(Saved entries)
Start of Block
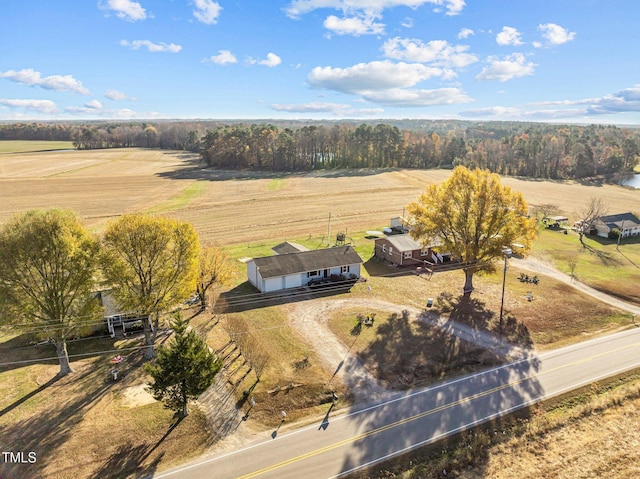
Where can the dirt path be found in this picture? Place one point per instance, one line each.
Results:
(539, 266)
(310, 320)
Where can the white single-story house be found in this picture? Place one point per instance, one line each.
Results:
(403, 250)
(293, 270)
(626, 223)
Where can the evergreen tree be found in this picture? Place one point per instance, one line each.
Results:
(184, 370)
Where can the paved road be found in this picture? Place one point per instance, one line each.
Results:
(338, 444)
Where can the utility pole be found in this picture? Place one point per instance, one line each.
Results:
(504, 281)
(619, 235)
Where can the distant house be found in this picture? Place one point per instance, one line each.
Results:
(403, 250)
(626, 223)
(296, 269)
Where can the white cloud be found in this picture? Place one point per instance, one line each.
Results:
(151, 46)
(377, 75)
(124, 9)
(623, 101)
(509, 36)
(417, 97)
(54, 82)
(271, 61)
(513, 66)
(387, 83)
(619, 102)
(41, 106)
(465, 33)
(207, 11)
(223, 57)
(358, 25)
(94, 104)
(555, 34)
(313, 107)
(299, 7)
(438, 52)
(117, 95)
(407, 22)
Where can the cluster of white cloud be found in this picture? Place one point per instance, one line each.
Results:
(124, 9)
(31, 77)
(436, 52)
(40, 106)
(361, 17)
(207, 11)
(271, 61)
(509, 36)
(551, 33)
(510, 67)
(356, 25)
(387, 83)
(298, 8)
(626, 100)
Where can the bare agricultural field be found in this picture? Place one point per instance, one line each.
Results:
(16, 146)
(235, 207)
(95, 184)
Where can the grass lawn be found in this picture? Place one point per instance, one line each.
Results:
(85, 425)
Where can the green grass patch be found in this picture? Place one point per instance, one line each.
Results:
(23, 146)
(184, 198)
End of Block
Start of Block
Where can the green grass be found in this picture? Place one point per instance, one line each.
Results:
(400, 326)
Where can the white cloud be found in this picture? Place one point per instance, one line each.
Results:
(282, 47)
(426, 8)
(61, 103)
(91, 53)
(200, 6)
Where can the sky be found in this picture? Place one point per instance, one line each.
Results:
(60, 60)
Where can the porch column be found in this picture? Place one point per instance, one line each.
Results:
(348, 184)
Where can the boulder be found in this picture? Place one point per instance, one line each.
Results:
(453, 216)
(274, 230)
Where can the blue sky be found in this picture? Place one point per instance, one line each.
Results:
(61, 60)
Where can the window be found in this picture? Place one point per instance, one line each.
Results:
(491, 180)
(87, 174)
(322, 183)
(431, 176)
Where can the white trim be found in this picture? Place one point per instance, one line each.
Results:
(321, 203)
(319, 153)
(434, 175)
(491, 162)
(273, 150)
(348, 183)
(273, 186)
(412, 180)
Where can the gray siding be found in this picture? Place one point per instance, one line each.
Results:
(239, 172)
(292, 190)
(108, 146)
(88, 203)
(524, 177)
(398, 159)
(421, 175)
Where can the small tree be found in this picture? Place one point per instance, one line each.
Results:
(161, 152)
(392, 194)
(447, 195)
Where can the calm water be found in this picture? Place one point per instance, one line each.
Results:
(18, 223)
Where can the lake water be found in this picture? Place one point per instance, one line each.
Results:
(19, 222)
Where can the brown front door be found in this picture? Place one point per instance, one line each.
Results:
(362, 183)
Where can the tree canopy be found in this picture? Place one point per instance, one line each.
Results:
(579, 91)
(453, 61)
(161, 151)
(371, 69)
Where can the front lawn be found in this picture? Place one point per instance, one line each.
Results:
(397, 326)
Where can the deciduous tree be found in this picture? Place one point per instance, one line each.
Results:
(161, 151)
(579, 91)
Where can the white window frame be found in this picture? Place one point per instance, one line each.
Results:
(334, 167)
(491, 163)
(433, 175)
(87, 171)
End of Block
- **Work request**
Leave out every line above except those from the line with "Where can the dirt" up to and including the line with "Where can the utility", and copy those exactly.

- **Response**
Where can the dirt path be found in this picture? Place one point per instance, one line each.
Results:
(539, 266)
(310, 320)
Where can the white single-story house be found in this picture? Place one point per instance, one line each.
Results:
(403, 250)
(293, 270)
(626, 223)
Where can the evergreen tree be found in this picture? Place one point per instance, one line each.
Results:
(184, 370)
Where can the paved road be found in this picture? Place one point per instance, one line each.
Results:
(338, 444)
Where can the utility pole be found in this picture? Place one point per instance, one line each.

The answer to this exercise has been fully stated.